▶ [WHAT IS EXPECTED]
From the line containing "of the reflection" down to the last line of the material, output each line exactly as it appears, excluding pictures.
#### RECORDS TO PROCESS ####
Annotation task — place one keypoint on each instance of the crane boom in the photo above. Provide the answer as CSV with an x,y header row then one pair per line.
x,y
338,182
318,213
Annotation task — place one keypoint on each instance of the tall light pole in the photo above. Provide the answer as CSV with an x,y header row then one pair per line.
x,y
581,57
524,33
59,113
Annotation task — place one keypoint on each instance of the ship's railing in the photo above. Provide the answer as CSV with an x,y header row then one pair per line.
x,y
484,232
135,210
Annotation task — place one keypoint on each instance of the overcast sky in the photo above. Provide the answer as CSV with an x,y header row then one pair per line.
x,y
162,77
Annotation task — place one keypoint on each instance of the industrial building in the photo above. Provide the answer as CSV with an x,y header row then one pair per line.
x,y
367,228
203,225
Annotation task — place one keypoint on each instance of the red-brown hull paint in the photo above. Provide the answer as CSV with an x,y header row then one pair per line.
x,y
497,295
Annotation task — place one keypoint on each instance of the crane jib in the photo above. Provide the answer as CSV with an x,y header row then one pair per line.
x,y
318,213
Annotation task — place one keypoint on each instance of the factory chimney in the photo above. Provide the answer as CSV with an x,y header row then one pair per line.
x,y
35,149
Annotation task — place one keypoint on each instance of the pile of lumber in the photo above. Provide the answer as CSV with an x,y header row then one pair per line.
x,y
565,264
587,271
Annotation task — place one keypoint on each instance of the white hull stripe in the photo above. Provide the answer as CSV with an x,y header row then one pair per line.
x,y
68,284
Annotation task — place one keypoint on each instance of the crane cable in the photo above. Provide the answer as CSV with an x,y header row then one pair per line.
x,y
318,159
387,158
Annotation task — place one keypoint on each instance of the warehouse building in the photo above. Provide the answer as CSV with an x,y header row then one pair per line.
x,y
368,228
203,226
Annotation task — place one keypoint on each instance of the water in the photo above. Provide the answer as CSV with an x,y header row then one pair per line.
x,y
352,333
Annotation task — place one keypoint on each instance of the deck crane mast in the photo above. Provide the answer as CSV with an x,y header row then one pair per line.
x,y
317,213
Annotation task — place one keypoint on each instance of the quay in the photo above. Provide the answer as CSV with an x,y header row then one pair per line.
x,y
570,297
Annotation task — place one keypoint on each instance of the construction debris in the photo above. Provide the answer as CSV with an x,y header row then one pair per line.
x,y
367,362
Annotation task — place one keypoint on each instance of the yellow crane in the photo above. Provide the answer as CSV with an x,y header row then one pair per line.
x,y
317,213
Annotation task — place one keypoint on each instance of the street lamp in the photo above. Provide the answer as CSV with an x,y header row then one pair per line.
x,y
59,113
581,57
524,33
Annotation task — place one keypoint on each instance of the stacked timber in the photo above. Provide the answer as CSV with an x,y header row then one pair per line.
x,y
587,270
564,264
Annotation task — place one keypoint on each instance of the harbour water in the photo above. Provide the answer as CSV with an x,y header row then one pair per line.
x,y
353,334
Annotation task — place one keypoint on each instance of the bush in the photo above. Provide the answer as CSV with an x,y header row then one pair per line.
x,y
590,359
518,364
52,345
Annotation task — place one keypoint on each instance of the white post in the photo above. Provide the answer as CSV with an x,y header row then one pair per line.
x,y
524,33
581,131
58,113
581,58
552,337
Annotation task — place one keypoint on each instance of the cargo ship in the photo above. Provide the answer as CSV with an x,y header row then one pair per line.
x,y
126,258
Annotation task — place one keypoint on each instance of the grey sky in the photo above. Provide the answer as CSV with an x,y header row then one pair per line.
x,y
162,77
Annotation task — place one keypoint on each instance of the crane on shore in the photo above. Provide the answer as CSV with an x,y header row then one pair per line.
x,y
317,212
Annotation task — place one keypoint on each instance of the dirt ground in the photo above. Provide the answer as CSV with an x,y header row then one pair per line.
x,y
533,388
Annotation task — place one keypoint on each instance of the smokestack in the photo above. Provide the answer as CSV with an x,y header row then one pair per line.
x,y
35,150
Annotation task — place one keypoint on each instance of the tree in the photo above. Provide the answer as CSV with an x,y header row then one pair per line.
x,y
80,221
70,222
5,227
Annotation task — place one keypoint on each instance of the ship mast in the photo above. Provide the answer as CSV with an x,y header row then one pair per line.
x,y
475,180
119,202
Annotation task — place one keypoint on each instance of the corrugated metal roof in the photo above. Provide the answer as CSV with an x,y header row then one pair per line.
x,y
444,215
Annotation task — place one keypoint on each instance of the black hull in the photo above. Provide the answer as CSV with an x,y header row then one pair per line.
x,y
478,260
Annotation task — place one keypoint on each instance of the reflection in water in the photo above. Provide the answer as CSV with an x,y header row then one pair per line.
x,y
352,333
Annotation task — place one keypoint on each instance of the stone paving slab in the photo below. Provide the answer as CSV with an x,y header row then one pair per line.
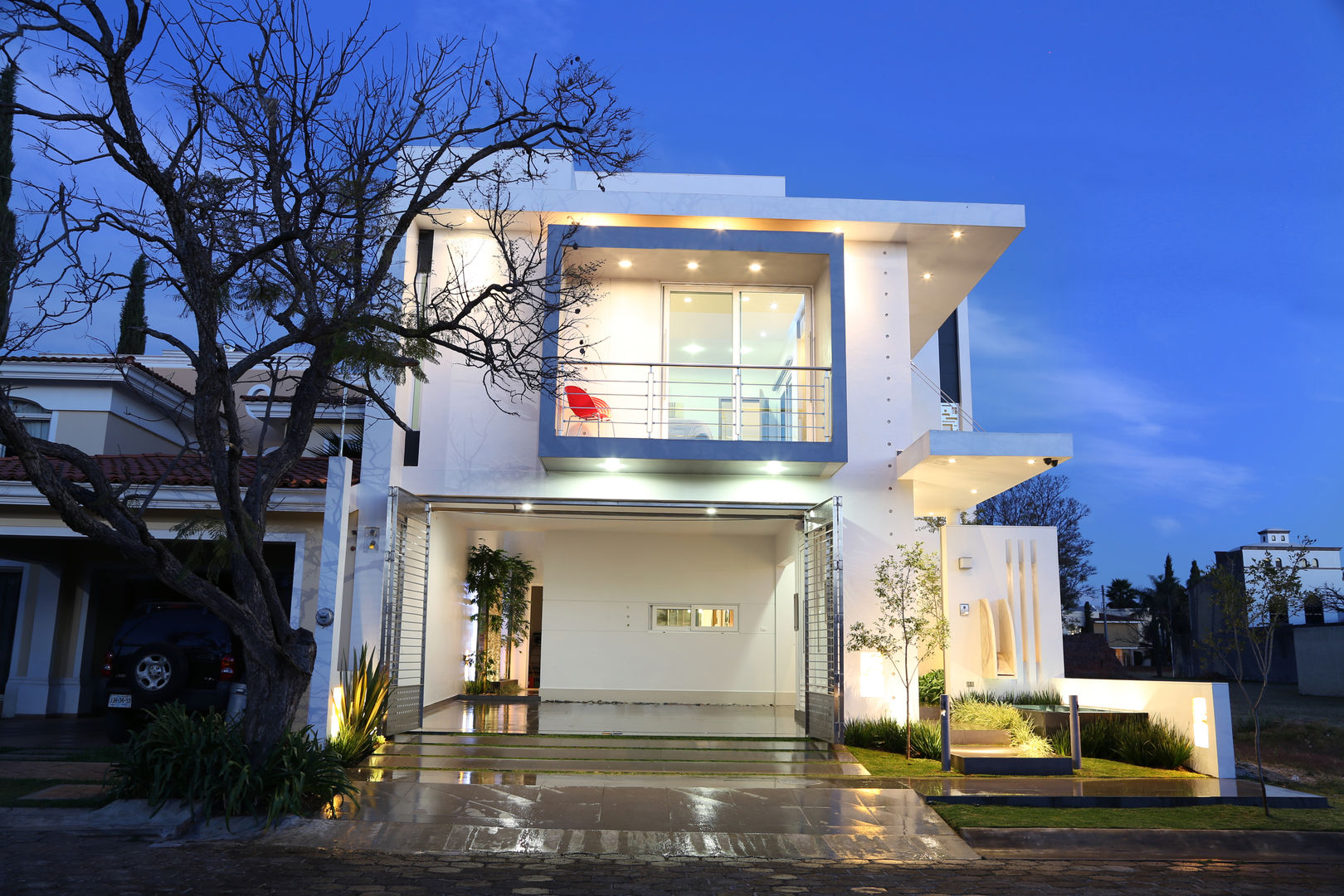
####
▶ [EXERCISE RESULT]
Annotation task — place one keypoint on each instance of the reflection in water in the photo above. Provide the answer as CSV with an x,y header row then one pair per line.
x,y
352,333
Annotation task — place one keypoint on each instance of the stone paving slab in the photo below. Provide the answer as CSV with an x,y header row then one pair per line.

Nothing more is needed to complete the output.